> **Opdrachten**:
A) Neem uit het tekstfragment letterlijk het stuk over van "In de literatuur worden de volgende in" tot en met "macropteer [Finch 2005].".
B) Beantwoord deze vragen over het tekstfragment:
(i) Welke lengte wordt voor de soort opgegeven?
(ii) Wat parasiteert de soort als voedsel voor haar kroost?
(iii) Hoe worden de vrouwtjes beschreven?

> **Tekstfragment**:
In de literatuur worden de volgende planten soorten en groepen genoemd in de context van het oplikken van voedsel en vocht, en mogelijk stuifmeel:
Berkenfamilie (Betulaceae) | – Corylus avellana (Hazelaar) [Schwarz 1998] – Alnus alnobetula (Groene els) [Schwarz 1998] |
Brandnetelfamilie (Urticaceae) | – Urtica dioica (Grote brandnetel) [Schwarz 1998] |
4. PARASITAIRE RELATIES
De soort parasiteert de eizakken van spinnen als voedsel voor haar kroost [Schwarz 1998],[Finch 2005].
In de literatuur worden de volgende in Nederland [Soortenregister] voorkomende soorten genoemd:
Spinnen (Araneae) | Dictynidae (Kaardespinnen) Dictyna – Dictyna sp. [Schwarz & Shaw 1999] Linyphiidae (Hangmatspinnen) Floronia – Floronia bucculenta [Finch 2005] Mimetidae (Spinneneters) Ero – Gevorkte spinneneter (Ero cf. furcata) [Finch 2005] Theridiidae (Kogelspinnen) Paidiscura – Kleine boskogelspin (Paidiscura pallens) [Schwarz & Shaw 1999] |
Parasitaire soorten buiten Nederland:
– | – |
5. HERKENNING
Lengte: 2,2 – 4,0 mm
Vrouwtjes zijn apteer [Finch 2005].
Mannetjes zijn brachypteer of macropteer [Finch 2005].

> **Onderzochte rijen**:
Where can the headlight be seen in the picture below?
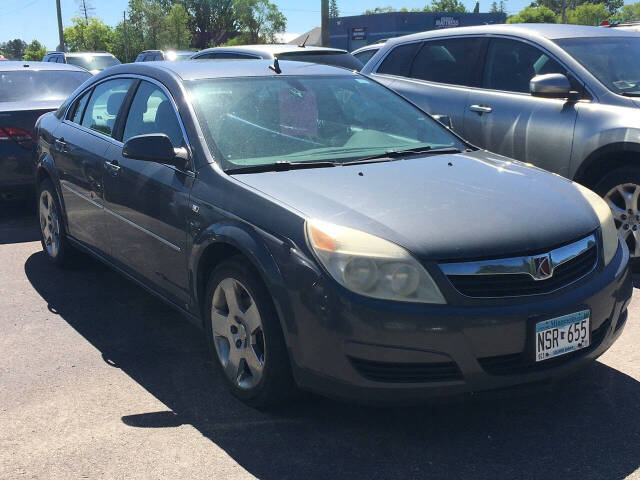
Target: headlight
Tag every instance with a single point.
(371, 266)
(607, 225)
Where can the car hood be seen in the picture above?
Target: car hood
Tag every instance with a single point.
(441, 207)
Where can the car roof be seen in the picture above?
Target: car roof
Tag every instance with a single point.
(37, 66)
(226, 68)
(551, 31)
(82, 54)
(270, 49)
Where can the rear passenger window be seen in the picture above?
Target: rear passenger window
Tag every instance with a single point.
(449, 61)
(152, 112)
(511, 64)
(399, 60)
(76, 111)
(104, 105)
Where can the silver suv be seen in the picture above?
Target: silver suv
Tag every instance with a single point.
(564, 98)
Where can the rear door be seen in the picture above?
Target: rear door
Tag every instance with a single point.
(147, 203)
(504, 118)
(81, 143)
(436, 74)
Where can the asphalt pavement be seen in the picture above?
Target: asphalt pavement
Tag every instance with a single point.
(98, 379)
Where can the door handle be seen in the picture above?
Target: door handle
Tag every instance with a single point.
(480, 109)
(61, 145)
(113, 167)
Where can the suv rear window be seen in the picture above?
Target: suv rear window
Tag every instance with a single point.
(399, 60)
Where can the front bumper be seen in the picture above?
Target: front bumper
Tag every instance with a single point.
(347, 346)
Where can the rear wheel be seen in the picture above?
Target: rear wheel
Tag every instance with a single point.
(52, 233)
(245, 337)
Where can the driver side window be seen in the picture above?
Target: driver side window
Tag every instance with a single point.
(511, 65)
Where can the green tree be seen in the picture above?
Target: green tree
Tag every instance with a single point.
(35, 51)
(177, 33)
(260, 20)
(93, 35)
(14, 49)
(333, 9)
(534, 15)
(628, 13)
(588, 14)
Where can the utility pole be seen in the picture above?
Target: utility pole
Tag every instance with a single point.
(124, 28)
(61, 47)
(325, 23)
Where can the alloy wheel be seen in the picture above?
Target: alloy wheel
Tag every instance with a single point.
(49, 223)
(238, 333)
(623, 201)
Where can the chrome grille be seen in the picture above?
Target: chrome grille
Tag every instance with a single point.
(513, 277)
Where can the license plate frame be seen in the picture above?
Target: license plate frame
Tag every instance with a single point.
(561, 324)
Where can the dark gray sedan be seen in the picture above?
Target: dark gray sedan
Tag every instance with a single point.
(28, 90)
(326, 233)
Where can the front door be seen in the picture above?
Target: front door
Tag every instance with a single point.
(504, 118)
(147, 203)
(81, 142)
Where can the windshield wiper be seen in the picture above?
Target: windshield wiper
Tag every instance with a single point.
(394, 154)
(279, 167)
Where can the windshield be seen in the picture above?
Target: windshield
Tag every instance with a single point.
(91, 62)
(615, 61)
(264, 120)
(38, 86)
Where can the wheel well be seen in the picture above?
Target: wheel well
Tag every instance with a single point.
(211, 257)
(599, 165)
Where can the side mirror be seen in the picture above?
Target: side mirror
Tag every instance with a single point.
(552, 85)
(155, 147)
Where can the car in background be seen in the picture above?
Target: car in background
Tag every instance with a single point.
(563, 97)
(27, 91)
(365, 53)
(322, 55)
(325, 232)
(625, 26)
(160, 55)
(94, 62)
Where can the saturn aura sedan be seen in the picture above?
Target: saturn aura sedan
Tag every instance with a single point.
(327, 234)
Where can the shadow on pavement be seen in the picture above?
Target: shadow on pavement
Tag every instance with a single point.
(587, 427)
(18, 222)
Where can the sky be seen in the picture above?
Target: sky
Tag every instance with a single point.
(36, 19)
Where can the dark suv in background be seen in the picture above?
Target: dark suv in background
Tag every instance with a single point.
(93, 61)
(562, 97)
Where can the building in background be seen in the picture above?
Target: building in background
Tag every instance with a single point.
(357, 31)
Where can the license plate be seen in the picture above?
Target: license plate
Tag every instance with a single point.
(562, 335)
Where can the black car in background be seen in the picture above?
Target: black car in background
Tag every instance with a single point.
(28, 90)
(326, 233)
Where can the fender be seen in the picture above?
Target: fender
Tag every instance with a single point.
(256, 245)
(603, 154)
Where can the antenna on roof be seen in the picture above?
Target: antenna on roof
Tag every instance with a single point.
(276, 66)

> **Antwoorden**:
A)
In de literatuur worden de volgende in Nederland [Soortenregister] voorkomende soorten genoemd:
Spinnen (Araneae) | Dictynidae (Kaardespinnen) Dictyna – Dictyna sp. [Schwarz & Shaw 1999] Linyphiidae (Hangmatspinnen) Floronia – Floronia bucculenta [Finch 2005] Mimetidae (Spinneneters) Ero – Gevorkte spinneneter (Ero cf. furcata) [Finch 2005] Theridiidae (Kogelspinnen) Paidiscura – Kleine boskogelspin (Paidiscura pallens) [Schwarz & Shaw 1999] |
Parasitaire soorten buiten Nederland:
– | – |
5. HERKENNING
Lengte: 2,2 – 4,0 mm
Vrouwtjes zijn apteer [Finch 2005].
Mannetjes zijn brachypteer of macropteer [Finch 2005].

B)
(i) 2,2 – 4,0 mm
(ii) De eizakken van spinnen
(iii) Vrouwtjes zijn apteer.